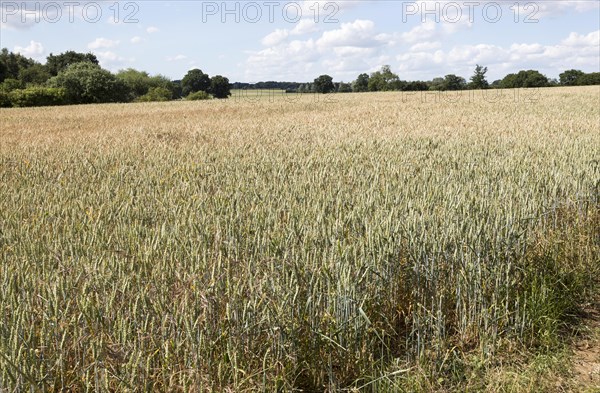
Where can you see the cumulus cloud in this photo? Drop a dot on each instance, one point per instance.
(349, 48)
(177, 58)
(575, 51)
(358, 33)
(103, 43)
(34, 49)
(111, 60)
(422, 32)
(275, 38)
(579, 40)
==
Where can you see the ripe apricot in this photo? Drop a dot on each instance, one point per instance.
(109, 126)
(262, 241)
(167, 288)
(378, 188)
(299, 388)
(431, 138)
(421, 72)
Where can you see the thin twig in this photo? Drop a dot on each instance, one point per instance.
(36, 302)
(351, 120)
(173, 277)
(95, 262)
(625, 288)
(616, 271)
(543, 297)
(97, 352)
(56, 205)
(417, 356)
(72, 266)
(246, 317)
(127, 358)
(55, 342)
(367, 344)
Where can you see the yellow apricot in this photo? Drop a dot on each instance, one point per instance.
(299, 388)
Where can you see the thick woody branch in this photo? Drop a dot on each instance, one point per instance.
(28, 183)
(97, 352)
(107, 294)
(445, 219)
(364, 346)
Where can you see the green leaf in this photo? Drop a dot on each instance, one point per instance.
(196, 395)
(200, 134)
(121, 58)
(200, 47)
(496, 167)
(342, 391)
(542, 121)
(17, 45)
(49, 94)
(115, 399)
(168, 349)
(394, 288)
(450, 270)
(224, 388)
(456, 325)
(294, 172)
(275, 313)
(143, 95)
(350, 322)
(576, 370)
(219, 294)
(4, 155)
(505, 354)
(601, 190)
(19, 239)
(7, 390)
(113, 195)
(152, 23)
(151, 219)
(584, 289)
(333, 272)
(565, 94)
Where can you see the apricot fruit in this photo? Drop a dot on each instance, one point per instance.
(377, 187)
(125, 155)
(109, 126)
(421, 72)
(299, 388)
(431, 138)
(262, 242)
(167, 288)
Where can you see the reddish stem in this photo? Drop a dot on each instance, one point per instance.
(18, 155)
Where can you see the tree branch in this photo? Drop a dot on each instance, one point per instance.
* * *
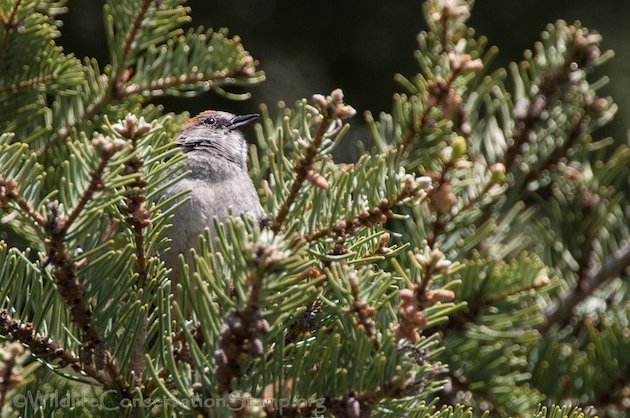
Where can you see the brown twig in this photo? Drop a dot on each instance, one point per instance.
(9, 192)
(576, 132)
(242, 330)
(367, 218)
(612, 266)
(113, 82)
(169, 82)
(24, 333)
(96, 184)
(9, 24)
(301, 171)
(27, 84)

[WHAT THE EXERCISE ASKS] Using the listing above, copy exactly the line that contains "Where can you see the yellow", the line that contains "Where can you see the tree", and each line that falls between them.

[SOLUTION]
Where can you see the yellow apricot in this photo? Drop a dot on each instance, one point per instance.
(299, 388)
Where can you see the thick woody branch in this photo? Drop a dot on each instance, one point per instance.
(28, 183)
(97, 352)
(107, 294)
(445, 219)
(364, 346)
Where can you see the green leaf in this photo? Drop a dot on each instance, one point per instance.
(196, 395)
(200, 134)
(121, 58)
(200, 47)
(496, 167)
(342, 391)
(542, 121)
(17, 45)
(49, 94)
(115, 399)
(168, 349)
(394, 288)
(450, 270)
(224, 388)
(456, 325)
(294, 172)
(275, 313)
(143, 95)
(350, 322)
(576, 370)
(219, 294)
(4, 155)
(505, 354)
(601, 190)
(19, 239)
(7, 390)
(113, 195)
(152, 23)
(151, 219)
(584, 289)
(333, 272)
(565, 94)
Where can you see the apricot fruit in this photo? Drop a dot on each instance, one point per instance.
(377, 187)
(125, 155)
(109, 126)
(421, 72)
(299, 388)
(431, 138)
(262, 242)
(167, 288)
Where can you see the reddish stem in this photo? Drop a dot on each instance, one point per instance.
(18, 155)
Where can you see the tree branch in this photo? Drop a dot on each instance, one point per instance.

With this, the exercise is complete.